Task – Your answer must consist solely of the line containing "rough mask: <svg" and all subsequent lines through the end of the entries, reproduced exactly.

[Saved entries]
______________________________

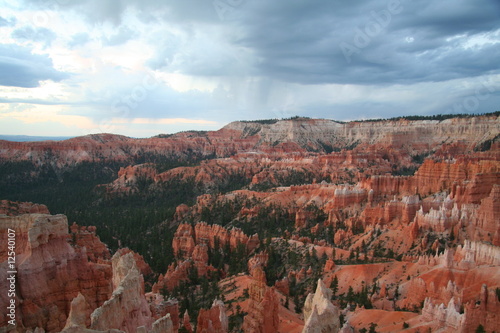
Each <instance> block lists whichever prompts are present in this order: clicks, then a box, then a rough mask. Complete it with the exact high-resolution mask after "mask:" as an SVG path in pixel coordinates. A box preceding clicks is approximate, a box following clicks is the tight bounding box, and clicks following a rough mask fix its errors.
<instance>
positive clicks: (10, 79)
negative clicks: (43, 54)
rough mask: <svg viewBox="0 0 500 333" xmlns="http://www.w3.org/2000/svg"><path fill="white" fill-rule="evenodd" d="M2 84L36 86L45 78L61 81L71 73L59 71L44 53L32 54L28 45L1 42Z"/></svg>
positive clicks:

______________________________

Output –
rough mask: <svg viewBox="0 0 500 333" xmlns="http://www.w3.org/2000/svg"><path fill="white" fill-rule="evenodd" d="M2 84L36 86L45 78L61 81L71 73L59 71L44 53L32 54L28 45L1 42Z"/></svg>
positive clicks:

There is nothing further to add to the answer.